TEXT BLOCK Start Marker

But as Indigenous artists, the Rez Kids say they had to work harder than most of their contemporaries to get noticed. That's part of the reason why making it means so much to them, and they're eager to pass on their legacy to the next generation of Indigenous artists from the West Coast.

"We take pride in putting on for our people as far as rap goes, but also just being Indigenous and from this land and from this territory," says Trybez. "But over the last four or five years, we've had the privilege of calling Vancouver home, and it wasn't until recently that we actually started putting on for the city and for Indigenous people here," naming artists like Prado and Boslen as examples of West Coast Indigenous rappers on the rise.

"But I mean, it's home," says D. "I honestly couldn't picture living anywhere else."

Life After is a reflection of everything the Rez Kids lost after COVID-19 came to BC, when their touring plans shuddered to a halt. Despite loving where they live, being stuck in Vancouver felt stifling, and they were disappointed to lose some of the forward momentum they had worked so hard to create.

"All the stuff that we were avoiding dealing with, we were forced to deal with. It was just a rollercoaster ride," says D. "We're not only growing as artists. We're growing as individuals, and with that, the verses just become more real."

TEXT BLOCK End Marker

• EXERCISE OBJECTIVE: Can you retype the stretch of the Rez Kids passage from "Life After is" through "hard to create."?

RECORD EXCERPTS Start Marker

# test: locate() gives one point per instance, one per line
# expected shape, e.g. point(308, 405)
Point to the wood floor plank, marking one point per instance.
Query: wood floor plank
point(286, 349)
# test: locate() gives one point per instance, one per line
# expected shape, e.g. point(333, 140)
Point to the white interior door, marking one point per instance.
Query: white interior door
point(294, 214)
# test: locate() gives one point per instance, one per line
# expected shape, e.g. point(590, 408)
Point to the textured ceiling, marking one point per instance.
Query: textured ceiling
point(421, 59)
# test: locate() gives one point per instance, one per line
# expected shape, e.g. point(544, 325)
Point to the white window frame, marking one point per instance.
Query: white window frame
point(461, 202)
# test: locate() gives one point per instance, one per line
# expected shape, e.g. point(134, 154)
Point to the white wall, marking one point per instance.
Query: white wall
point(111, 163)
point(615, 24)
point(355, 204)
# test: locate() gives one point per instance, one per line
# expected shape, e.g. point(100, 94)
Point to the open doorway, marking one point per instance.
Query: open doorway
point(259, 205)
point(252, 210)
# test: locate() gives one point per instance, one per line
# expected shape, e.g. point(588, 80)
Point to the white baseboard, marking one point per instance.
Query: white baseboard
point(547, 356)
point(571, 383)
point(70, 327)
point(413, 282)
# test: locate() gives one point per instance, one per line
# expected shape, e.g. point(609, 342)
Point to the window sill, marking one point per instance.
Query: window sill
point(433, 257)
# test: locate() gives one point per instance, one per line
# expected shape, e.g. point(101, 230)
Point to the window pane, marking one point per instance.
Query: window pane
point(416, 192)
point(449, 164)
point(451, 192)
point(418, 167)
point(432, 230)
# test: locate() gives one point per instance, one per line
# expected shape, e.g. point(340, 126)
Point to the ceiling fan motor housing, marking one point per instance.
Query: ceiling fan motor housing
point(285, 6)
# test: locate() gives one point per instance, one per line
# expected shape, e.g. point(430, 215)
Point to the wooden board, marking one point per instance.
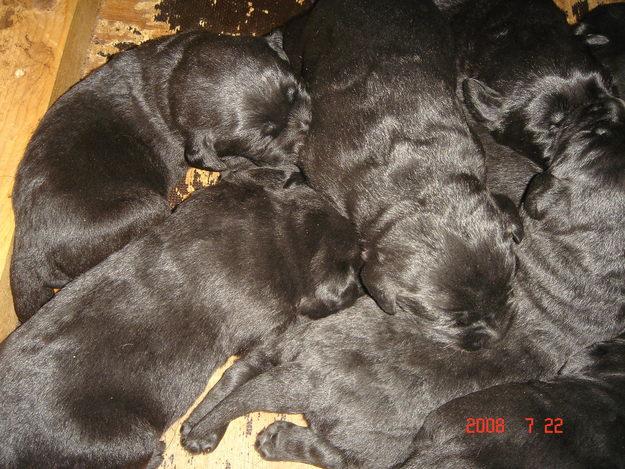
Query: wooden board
point(575, 9)
point(47, 45)
point(33, 36)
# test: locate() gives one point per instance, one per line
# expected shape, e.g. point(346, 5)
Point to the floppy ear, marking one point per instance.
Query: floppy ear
point(543, 192)
point(334, 293)
point(511, 214)
point(274, 39)
point(596, 40)
point(282, 177)
point(483, 103)
point(199, 151)
point(375, 288)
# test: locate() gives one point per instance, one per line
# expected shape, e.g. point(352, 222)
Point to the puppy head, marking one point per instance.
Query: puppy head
point(529, 118)
point(585, 182)
point(452, 270)
point(257, 109)
point(333, 274)
point(531, 70)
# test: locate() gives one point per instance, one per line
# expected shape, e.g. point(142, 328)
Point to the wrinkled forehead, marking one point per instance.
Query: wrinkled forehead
point(525, 42)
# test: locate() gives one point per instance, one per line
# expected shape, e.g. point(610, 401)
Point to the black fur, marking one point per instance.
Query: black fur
point(98, 169)
point(390, 147)
point(365, 381)
point(107, 365)
point(524, 70)
point(588, 395)
point(603, 30)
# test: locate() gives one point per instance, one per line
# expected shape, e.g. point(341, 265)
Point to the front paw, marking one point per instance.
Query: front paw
point(269, 441)
point(197, 440)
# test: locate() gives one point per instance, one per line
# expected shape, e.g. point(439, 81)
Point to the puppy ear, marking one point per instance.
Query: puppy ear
point(283, 177)
point(483, 103)
point(596, 40)
point(275, 41)
point(543, 192)
point(334, 293)
point(375, 286)
point(199, 151)
point(511, 214)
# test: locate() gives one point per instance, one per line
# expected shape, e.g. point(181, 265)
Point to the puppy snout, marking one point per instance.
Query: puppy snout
point(609, 109)
point(477, 338)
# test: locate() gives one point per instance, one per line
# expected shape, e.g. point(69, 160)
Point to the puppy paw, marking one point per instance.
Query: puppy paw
point(270, 443)
point(197, 441)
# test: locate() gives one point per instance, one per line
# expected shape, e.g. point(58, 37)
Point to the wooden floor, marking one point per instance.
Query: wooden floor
point(46, 46)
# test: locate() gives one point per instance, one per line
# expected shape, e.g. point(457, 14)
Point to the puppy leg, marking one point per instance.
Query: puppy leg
point(238, 374)
point(281, 389)
point(200, 152)
point(284, 441)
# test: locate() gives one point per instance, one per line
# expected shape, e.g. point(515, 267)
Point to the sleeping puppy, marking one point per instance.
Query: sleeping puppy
point(507, 172)
point(525, 71)
point(603, 30)
point(398, 160)
point(366, 381)
point(121, 352)
point(576, 420)
point(98, 169)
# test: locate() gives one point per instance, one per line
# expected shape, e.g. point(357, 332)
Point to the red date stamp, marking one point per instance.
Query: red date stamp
point(548, 426)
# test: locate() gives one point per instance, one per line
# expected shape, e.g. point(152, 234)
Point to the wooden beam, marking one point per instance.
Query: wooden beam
point(33, 38)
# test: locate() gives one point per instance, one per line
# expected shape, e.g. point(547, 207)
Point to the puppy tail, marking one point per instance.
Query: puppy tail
point(29, 291)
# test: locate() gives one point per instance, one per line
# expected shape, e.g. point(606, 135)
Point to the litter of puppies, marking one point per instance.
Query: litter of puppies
point(420, 219)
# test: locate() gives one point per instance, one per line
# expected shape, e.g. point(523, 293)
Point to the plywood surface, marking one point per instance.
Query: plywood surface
point(33, 34)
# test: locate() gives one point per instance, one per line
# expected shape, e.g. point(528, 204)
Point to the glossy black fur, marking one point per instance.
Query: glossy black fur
point(588, 395)
point(522, 70)
point(603, 30)
point(365, 381)
point(99, 167)
point(109, 363)
point(390, 147)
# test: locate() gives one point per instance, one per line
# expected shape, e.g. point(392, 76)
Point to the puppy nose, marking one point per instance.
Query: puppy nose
point(613, 109)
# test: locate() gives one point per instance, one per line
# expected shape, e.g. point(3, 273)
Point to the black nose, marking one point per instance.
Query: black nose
point(609, 109)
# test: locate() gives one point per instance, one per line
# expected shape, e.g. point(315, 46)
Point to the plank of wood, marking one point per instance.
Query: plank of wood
point(236, 449)
point(575, 9)
point(33, 34)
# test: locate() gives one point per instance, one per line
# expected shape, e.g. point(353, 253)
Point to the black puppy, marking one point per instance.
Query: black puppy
point(576, 420)
point(122, 351)
point(366, 381)
point(98, 169)
point(390, 147)
point(526, 71)
point(603, 29)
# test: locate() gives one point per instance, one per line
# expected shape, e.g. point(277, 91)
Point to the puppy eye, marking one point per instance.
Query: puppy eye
point(555, 120)
point(601, 131)
point(462, 319)
point(290, 94)
point(269, 129)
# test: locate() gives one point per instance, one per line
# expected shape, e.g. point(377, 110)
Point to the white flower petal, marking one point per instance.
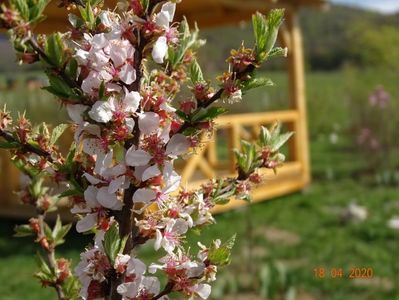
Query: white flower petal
point(203, 290)
point(136, 266)
point(103, 162)
point(130, 124)
point(92, 146)
point(127, 74)
point(148, 122)
point(152, 285)
point(158, 240)
point(101, 112)
point(131, 101)
point(87, 223)
point(135, 158)
point(116, 184)
point(75, 112)
point(166, 15)
point(159, 50)
point(90, 195)
point(144, 196)
point(90, 178)
point(108, 200)
point(151, 172)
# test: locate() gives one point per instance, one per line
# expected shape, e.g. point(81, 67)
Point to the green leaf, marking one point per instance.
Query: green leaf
point(22, 7)
point(71, 287)
point(188, 40)
point(113, 244)
point(280, 140)
point(70, 193)
point(260, 28)
point(60, 231)
point(23, 230)
point(266, 31)
point(54, 49)
point(9, 145)
point(182, 115)
point(274, 20)
point(72, 68)
point(43, 266)
point(255, 83)
point(57, 132)
point(211, 113)
point(101, 91)
point(75, 21)
point(36, 11)
point(48, 232)
point(59, 87)
point(196, 73)
point(221, 256)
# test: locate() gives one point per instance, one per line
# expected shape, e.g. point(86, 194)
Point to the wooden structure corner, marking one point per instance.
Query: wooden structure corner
point(207, 163)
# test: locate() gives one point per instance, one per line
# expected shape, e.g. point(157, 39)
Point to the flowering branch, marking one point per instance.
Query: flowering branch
point(117, 74)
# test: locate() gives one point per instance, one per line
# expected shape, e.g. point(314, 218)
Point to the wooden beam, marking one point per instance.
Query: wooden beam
point(300, 142)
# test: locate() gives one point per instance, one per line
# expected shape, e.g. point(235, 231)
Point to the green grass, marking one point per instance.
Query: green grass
point(313, 216)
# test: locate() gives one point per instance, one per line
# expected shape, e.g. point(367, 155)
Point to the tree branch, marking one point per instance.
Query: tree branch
point(51, 258)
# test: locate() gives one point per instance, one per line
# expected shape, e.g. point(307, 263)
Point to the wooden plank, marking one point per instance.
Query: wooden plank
point(300, 142)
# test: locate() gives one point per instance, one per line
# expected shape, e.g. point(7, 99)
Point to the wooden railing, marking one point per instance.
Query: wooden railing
point(209, 163)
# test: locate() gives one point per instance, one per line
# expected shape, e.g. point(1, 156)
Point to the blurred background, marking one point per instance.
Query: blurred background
point(348, 217)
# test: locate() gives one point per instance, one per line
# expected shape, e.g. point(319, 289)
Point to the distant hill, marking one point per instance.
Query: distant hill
point(327, 38)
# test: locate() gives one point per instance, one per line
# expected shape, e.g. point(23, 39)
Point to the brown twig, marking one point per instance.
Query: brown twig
point(166, 291)
point(50, 251)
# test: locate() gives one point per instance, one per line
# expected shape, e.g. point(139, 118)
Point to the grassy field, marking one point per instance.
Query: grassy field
point(280, 242)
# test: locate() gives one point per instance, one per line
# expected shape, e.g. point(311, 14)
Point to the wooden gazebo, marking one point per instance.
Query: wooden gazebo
point(206, 164)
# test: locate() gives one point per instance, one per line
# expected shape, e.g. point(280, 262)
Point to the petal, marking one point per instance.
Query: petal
point(108, 200)
point(75, 112)
point(148, 122)
point(131, 101)
point(177, 145)
point(203, 290)
point(130, 124)
point(87, 223)
point(90, 195)
point(103, 162)
point(90, 178)
point(99, 41)
point(166, 15)
point(171, 178)
point(101, 112)
point(166, 107)
point(151, 172)
point(116, 184)
point(144, 196)
point(127, 74)
point(158, 240)
point(92, 146)
point(180, 227)
point(152, 285)
point(136, 266)
point(135, 158)
point(159, 50)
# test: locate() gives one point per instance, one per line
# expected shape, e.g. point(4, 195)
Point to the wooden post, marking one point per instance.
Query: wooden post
point(300, 146)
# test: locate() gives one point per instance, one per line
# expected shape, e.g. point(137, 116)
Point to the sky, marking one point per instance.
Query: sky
point(385, 6)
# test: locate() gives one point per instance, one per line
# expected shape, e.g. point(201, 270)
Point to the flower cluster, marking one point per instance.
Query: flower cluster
point(118, 73)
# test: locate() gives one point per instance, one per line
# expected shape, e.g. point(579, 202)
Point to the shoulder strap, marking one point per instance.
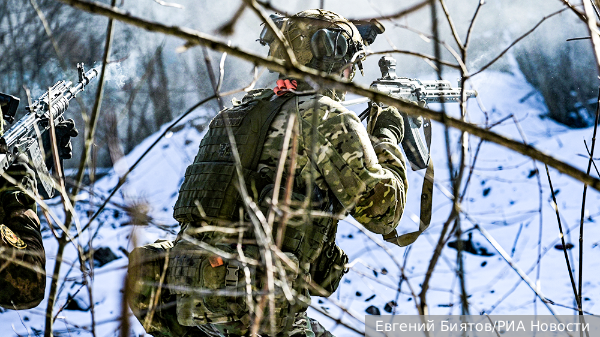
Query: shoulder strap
point(272, 107)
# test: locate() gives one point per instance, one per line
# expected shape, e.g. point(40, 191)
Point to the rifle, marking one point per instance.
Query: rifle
point(414, 90)
point(25, 136)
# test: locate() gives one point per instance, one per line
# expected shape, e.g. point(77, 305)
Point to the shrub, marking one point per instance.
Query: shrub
point(567, 78)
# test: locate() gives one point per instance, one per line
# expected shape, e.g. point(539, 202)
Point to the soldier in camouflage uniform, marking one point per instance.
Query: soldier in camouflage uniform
point(22, 256)
point(210, 287)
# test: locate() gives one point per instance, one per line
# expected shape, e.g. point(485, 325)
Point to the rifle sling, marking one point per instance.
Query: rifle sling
point(426, 199)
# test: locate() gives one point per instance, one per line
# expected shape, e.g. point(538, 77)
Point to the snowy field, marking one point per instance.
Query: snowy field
point(503, 197)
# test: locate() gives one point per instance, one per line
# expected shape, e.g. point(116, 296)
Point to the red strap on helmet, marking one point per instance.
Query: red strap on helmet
point(285, 86)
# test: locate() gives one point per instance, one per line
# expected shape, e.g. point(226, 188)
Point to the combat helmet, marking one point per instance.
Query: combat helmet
point(323, 40)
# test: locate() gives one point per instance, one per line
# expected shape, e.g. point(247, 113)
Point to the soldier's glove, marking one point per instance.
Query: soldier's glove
point(64, 131)
point(389, 125)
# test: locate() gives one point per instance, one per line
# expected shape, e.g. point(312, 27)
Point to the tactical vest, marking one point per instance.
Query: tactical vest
point(210, 182)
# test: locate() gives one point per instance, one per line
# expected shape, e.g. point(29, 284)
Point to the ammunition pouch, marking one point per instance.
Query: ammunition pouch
point(216, 288)
point(327, 271)
point(150, 301)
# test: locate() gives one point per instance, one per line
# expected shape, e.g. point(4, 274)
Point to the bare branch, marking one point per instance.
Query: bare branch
point(169, 4)
point(304, 72)
point(515, 42)
point(399, 14)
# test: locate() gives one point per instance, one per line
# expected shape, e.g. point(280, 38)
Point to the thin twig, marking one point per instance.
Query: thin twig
point(591, 160)
point(562, 237)
point(472, 24)
point(408, 52)
point(452, 27)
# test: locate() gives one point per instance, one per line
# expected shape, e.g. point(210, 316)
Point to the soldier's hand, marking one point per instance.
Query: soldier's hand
point(389, 125)
point(64, 131)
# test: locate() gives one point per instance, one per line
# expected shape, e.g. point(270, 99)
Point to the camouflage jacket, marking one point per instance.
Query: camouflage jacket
point(366, 176)
point(22, 256)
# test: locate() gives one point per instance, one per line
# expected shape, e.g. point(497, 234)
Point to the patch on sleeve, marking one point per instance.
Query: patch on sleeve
point(11, 238)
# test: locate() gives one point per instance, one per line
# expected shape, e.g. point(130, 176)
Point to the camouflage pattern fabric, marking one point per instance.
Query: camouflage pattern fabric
point(366, 175)
point(22, 256)
point(360, 174)
point(303, 326)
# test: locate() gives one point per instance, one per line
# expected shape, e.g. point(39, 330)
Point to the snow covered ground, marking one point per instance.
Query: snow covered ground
point(503, 197)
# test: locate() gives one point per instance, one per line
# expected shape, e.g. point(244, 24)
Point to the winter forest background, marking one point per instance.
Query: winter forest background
point(536, 86)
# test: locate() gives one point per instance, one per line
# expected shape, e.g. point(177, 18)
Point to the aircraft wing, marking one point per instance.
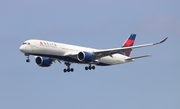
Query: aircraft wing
point(109, 52)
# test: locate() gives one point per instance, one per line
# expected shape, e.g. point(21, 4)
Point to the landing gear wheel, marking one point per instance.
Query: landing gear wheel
point(27, 60)
point(64, 70)
point(86, 68)
point(68, 67)
point(89, 67)
point(93, 67)
point(72, 69)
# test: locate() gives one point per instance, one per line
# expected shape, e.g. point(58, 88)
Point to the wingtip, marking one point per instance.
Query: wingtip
point(164, 40)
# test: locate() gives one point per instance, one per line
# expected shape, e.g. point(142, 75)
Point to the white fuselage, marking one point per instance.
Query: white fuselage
point(63, 52)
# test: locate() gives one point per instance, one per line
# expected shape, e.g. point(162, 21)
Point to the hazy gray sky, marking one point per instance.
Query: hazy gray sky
point(149, 83)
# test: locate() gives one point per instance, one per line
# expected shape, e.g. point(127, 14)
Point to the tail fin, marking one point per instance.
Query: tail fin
point(129, 42)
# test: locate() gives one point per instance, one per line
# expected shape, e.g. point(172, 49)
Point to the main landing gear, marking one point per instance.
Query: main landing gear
point(89, 67)
point(68, 67)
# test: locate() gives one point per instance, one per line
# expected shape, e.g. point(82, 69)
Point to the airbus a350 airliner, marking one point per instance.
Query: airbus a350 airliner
point(47, 52)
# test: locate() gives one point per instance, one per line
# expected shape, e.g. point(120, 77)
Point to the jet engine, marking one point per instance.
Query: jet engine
point(43, 61)
point(85, 56)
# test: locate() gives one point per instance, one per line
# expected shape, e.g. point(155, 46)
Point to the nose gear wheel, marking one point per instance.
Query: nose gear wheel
point(68, 67)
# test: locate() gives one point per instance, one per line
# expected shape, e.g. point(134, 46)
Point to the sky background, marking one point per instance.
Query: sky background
point(148, 83)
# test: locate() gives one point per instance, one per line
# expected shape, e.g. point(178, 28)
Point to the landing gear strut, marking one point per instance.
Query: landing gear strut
point(27, 60)
point(89, 67)
point(68, 67)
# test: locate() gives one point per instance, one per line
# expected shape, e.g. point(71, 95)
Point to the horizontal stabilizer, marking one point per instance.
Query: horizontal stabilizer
point(131, 58)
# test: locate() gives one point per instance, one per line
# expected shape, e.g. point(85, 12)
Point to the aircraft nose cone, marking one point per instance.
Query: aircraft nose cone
point(22, 48)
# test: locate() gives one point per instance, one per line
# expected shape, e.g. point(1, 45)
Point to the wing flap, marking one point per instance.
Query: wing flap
point(132, 58)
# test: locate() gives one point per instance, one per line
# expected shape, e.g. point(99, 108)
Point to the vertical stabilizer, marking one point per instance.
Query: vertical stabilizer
point(129, 42)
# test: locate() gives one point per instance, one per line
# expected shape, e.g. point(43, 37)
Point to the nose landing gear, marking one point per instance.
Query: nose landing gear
point(68, 67)
point(90, 67)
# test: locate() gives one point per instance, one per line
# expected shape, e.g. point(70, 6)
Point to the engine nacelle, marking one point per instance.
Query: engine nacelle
point(43, 61)
point(85, 56)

RECORD EXCERPTS End Marker

• SOLUTION:
Life After is a reflection of everything the Rez Kids lost after COVID-19 came to BC, when their touring plans shuddered to a halt. Despite loving where they live, being stuck in Vancouver felt stifling, and they were disappointed to lose some of the forward momentum they had worked so hard to create.